Text segment:
Consumer Price Index

 Consumer Price Index



‘The consumer price index was first used in 1707. In 1925 it became institutionalized when the Second International Conference of Labour Statisticians, convened by the International Labour Organization, promulgated the first international standards of measurement.’



(Vink, Kirsten and Woerman, 2004)



The CPI is a non–monetary index value measuring changes in the weighted average of prices quoted in the unstable monetary unit of a typical basket of consumer goods and services. The annual per centage change in the CPI is used to measure inflation. It is a price index determined by measuring the price of a standard group of goods and services representing a typical market basket of a typical urban consumer. It measures the change in the weighted average price for a constant market basket of goods and services from one period to the next within the same area (city, region, or nation). It can be used to measure changes in the cost of living. It is a measure estimating the average price of consumer goods and services purchased by a typical urban household.

Directions for this task:
In two sentences, sum up the text above on the Consumer Price Index.

Data entries:
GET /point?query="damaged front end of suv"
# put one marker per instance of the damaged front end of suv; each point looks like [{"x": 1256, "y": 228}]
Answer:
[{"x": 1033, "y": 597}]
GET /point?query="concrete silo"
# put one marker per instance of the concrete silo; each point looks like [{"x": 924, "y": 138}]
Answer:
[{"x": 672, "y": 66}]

Result below:
The consumer price index was first used in 1707 and became institutionalized in 1925, when the Second International Conference of Labour Statisticians, convened by the International Labour Organization, set the first international standards of measurement. It measures changes in the weighted average price of a typical basket of consumer goods and services bought by a typical urban household, and its annual percentage change is used to measure inflation and can show changes in the cost of living.